EXERCISE GOAL:
Show each line in the listing below that contains the string "harrow", copied in full.

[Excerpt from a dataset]

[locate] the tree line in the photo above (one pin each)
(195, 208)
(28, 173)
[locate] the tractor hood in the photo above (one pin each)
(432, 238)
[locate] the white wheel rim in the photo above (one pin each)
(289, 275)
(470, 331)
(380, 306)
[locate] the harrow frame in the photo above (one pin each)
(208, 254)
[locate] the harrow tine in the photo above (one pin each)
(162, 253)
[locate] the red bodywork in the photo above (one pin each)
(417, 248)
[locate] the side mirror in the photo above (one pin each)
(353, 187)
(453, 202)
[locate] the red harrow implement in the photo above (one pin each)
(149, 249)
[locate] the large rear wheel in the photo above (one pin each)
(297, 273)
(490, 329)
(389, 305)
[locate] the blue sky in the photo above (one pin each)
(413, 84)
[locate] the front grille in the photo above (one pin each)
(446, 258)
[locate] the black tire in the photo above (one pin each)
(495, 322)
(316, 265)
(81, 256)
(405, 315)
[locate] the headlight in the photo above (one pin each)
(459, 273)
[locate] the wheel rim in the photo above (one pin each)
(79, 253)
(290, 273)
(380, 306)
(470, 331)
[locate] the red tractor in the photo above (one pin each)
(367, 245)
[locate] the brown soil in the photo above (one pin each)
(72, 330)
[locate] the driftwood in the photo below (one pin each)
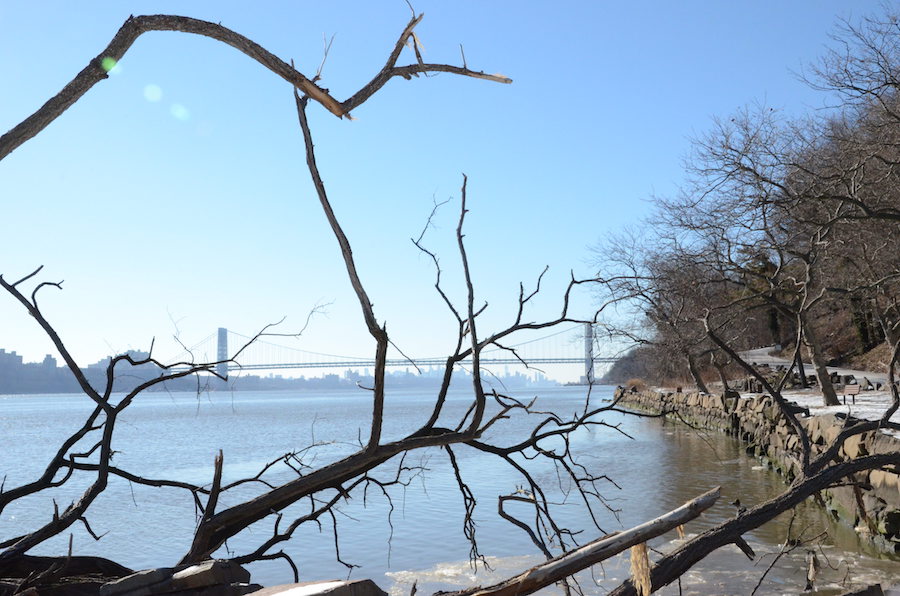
(594, 552)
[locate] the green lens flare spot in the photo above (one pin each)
(152, 93)
(180, 112)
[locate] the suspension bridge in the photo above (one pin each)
(574, 345)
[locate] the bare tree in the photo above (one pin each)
(323, 487)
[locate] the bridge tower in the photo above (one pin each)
(222, 352)
(588, 353)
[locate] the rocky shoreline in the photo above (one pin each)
(871, 505)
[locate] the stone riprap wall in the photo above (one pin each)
(872, 507)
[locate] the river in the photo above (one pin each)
(656, 466)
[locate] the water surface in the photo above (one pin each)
(417, 535)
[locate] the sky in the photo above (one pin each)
(173, 198)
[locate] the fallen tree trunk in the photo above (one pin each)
(594, 552)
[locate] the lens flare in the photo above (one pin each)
(152, 93)
(180, 112)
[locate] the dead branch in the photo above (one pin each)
(134, 27)
(594, 552)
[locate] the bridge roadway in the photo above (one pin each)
(405, 362)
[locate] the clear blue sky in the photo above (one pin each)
(176, 189)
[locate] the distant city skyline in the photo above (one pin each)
(173, 198)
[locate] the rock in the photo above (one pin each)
(360, 587)
(873, 590)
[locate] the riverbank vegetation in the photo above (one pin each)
(786, 233)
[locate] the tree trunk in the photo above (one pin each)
(801, 370)
(815, 352)
(698, 380)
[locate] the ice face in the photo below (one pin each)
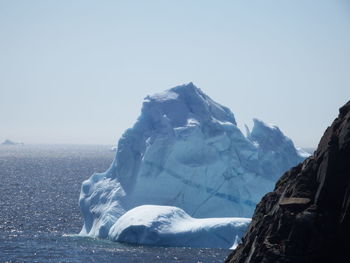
(185, 150)
(171, 226)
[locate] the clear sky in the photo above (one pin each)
(77, 71)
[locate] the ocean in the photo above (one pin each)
(40, 217)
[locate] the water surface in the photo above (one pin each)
(39, 213)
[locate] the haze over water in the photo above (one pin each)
(39, 192)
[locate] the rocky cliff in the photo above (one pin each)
(307, 216)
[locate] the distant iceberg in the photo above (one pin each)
(171, 226)
(185, 150)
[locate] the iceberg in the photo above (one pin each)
(171, 226)
(186, 151)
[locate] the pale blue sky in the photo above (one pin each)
(77, 71)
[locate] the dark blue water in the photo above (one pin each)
(39, 213)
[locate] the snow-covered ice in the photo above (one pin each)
(171, 226)
(185, 150)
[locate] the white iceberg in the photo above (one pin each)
(185, 150)
(171, 226)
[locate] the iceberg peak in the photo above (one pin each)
(186, 151)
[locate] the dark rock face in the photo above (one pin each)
(307, 216)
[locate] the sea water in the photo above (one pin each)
(39, 213)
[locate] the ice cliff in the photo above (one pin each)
(185, 150)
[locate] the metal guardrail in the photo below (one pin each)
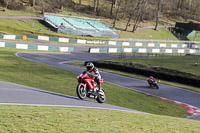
(151, 40)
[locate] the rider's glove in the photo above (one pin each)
(91, 76)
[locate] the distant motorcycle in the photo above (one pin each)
(153, 83)
(85, 84)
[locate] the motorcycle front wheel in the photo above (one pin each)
(157, 87)
(101, 96)
(81, 91)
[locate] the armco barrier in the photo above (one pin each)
(144, 72)
(113, 43)
(145, 50)
(13, 37)
(36, 47)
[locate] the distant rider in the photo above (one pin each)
(94, 72)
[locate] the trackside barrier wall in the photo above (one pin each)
(36, 47)
(113, 43)
(13, 37)
(174, 78)
(144, 50)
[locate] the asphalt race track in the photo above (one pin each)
(18, 94)
(165, 91)
(36, 96)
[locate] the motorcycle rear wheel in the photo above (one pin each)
(81, 91)
(157, 87)
(101, 98)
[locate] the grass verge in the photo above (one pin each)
(17, 70)
(81, 64)
(61, 119)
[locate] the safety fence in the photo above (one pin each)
(113, 43)
(144, 50)
(36, 47)
(13, 37)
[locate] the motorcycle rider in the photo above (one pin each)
(94, 72)
(151, 80)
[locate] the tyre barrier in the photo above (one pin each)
(112, 43)
(144, 50)
(13, 37)
(158, 75)
(36, 47)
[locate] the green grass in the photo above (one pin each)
(179, 63)
(81, 64)
(162, 34)
(16, 13)
(73, 120)
(17, 70)
(34, 27)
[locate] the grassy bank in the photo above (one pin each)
(34, 27)
(81, 64)
(185, 64)
(60, 119)
(25, 72)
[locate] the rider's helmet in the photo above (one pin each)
(90, 66)
(151, 77)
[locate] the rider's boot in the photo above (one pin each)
(91, 91)
(99, 86)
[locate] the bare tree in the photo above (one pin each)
(139, 14)
(95, 5)
(112, 5)
(98, 7)
(116, 15)
(132, 12)
(157, 13)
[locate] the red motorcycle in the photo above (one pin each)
(86, 84)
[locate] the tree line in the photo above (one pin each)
(132, 11)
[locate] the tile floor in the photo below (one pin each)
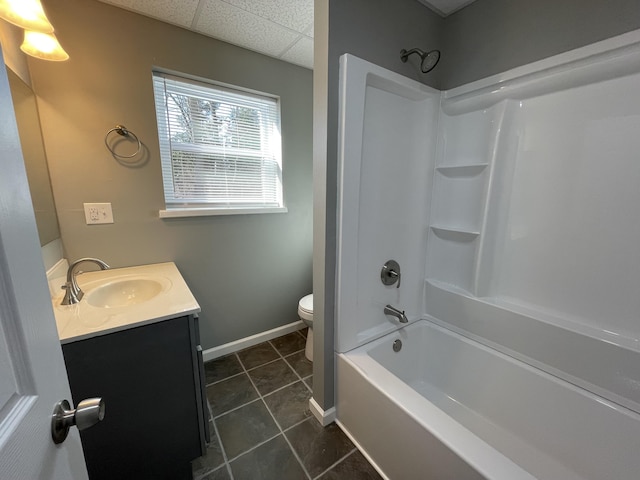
(261, 426)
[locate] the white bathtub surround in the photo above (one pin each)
(520, 245)
(382, 196)
(462, 410)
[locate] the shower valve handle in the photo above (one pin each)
(390, 273)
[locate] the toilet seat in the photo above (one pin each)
(305, 308)
(305, 312)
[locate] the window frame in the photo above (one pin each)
(173, 206)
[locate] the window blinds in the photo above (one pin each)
(220, 147)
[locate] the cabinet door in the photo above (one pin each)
(152, 427)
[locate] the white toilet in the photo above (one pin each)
(305, 312)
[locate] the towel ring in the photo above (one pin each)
(122, 130)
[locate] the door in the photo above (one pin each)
(32, 373)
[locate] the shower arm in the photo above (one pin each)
(431, 58)
(404, 54)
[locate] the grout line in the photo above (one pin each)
(226, 378)
(255, 447)
(236, 408)
(222, 449)
(278, 425)
(336, 463)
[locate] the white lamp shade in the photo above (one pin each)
(27, 14)
(44, 46)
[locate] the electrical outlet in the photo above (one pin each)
(98, 213)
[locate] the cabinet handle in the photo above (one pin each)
(88, 413)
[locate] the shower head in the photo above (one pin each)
(428, 60)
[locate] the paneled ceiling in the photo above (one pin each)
(279, 28)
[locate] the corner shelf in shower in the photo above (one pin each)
(468, 170)
(453, 233)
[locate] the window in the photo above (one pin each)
(220, 148)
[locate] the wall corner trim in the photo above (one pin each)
(325, 417)
(242, 343)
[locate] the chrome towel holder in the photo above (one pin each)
(122, 131)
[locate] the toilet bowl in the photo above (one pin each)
(305, 312)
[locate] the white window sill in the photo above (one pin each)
(204, 212)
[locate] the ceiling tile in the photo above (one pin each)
(229, 23)
(301, 53)
(178, 12)
(446, 7)
(294, 14)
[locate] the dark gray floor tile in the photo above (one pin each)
(318, 447)
(287, 344)
(257, 355)
(289, 405)
(300, 364)
(354, 467)
(221, 368)
(272, 376)
(271, 461)
(245, 427)
(211, 460)
(220, 474)
(230, 393)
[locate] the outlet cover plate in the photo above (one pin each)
(96, 213)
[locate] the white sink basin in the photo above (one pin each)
(124, 292)
(121, 298)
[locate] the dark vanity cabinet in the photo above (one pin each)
(151, 379)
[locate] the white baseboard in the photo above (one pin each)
(362, 450)
(325, 417)
(231, 347)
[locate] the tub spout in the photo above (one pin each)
(394, 312)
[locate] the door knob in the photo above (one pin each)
(88, 413)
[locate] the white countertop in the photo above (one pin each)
(83, 320)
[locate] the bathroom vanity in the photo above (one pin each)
(144, 359)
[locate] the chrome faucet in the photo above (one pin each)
(394, 312)
(73, 292)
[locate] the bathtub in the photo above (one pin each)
(447, 407)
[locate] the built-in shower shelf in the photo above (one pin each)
(453, 233)
(462, 170)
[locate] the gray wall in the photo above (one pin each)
(491, 36)
(246, 271)
(375, 30)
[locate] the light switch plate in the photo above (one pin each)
(95, 213)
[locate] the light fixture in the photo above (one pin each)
(43, 45)
(27, 14)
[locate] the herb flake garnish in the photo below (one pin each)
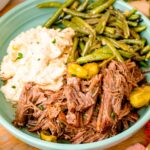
(20, 56)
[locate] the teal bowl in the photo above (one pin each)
(22, 18)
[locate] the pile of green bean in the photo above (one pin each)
(102, 32)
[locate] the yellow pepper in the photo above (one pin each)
(77, 70)
(140, 96)
(47, 137)
(92, 69)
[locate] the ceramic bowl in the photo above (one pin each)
(20, 19)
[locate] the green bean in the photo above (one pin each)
(79, 9)
(49, 5)
(75, 27)
(114, 50)
(110, 30)
(134, 34)
(83, 6)
(92, 21)
(79, 14)
(55, 16)
(132, 41)
(87, 46)
(75, 5)
(93, 57)
(72, 54)
(139, 58)
(145, 49)
(134, 17)
(132, 24)
(113, 36)
(121, 45)
(96, 4)
(125, 24)
(102, 23)
(130, 13)
(148, 55)
(116, 24)
(140, 28)
(82, 23)
(102, 7)
(105, 62)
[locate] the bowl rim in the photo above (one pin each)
(104, 143)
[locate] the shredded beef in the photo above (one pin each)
(82, 111)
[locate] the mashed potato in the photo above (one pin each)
(37, 55)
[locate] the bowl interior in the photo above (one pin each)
(25, 17)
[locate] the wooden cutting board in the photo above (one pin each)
(9, 142)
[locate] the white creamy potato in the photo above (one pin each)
(37, 55)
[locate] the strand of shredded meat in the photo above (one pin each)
(82, 111)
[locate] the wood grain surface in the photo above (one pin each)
(9, 142)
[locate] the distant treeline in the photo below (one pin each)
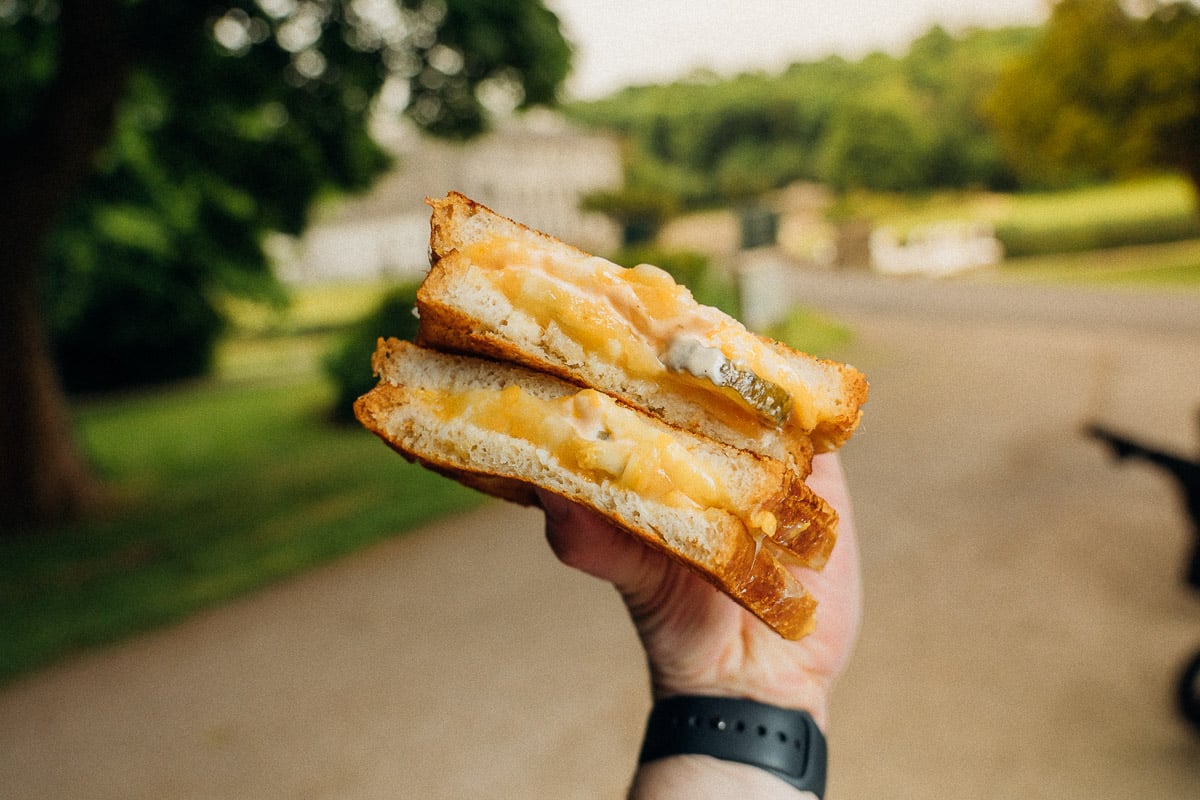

OUTPUT OF THE EXERCISE:
[locate] the harrow frame in the photo above (one pin each)
[locate] the harrow tine in the photo above (one pin each)
[locate] the red harrow implement in the photo above (one pin each)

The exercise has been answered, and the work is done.